Natural-language object grounding data:

□ □ □ □ □

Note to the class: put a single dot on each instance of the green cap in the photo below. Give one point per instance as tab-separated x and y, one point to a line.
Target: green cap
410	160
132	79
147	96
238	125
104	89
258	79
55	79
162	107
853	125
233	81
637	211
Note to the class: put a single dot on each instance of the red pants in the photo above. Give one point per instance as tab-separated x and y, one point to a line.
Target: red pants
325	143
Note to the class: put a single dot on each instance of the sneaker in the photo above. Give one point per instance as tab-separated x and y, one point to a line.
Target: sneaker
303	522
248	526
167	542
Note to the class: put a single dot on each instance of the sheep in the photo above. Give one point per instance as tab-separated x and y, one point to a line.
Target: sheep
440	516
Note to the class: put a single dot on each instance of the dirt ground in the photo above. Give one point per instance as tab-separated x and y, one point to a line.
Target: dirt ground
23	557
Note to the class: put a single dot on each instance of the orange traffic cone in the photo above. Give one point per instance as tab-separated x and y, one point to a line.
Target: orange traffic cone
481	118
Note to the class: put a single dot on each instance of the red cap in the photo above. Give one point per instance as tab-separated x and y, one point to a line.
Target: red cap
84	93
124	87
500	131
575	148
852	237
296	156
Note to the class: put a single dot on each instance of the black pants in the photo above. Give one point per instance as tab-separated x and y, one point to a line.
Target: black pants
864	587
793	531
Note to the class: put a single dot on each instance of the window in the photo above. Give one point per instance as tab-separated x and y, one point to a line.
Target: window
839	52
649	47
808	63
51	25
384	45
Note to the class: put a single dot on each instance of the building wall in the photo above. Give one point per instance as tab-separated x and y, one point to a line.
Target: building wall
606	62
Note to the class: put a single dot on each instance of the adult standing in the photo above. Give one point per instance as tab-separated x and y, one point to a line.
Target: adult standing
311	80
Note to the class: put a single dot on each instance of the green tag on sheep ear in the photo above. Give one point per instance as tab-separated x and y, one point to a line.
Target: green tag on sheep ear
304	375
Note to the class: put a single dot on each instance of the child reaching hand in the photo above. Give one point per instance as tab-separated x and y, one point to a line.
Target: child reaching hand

□ □ □ □ □

Set down all of the lines above without altering a word.

*ANSWER BELOW*
Note to the class: put a single dot on each instance of the green cap in the photo below. Give one point per instance as tab-separated x and y, one point to a line.
Target: green cap
410	160
132	79
147	96
238	125
104	89
258	79
55	79
162	107
853	125
233	81
637	211
Note to the class: put a single dot on each instance of the red pants in the photo above. Give one point per instance as tab-separated x and y, one point to a line.
Target: red pants
325	143
Note to the class: put a single dot on each instance of the sneaker in the photo above. Give one point per instance as tab-separated x and y, one point to a line.
Target: sneaker
303	522
248	526
167	542
Note to the class: put a single dot on each instance of the sheep in the photo above. Give one point per instance as tab-separated x and y, one point to a line.
Target: sheep
440	516
Note to the class: put a single dot on each instance of the dirt ground in the photo above. Give one point per instance as tab-separated x and y, one point to a line.
Target: dirt ground
23	557
Note to the class: put a single dot on each instance of the orange traffic cone in the photo above. Give one point per instance as tab-separated x and y, one point to a line.
Target: orange traffic cone
481	118
Note to the class: put a single dot on each instance of the red cap in the photo above. Give one point per instance as tab-separated x and y, one point to a line.
Target: red cap
84	93
124	87
500	131
575	148
852	237
296	156
Note to the class: put a single dot on each instance of the black pants in the photo above. Give one point per instance as tab-separated x and y, one point to a line.
Target: black pants
864	587
793	531
Note to the class: put a single dot on each instance of the window in the photo above. Give one point per instance as tab-separated x and y, one point to a line.
Target: window
839	52
649	47
808	63
51	25
384	45
Note to the class: put a single dot on each instance of the building wall in the photo above. Give one point per instance as tab-separated x and y, one point to a line.
Target: building wall
606	62
Note to the class: put a single dot on each instance of the adult standing in the photo above. Give one point per instance as tab-separated x and y, one point to a line.
Target: adult standing
311	80
Note to the class: put a single dot on each instance of the green tag on sheep ear in the photo above. Give one point per instance as tab-separated x and y, one point to a line.
Target: green tag on sheep ear
304	375
Note to the class: put a single dot on each instance of the child reaching hand in the photo above. Give one point per instance as tab-separated x and y, one point to a line.
Target: child reaching hand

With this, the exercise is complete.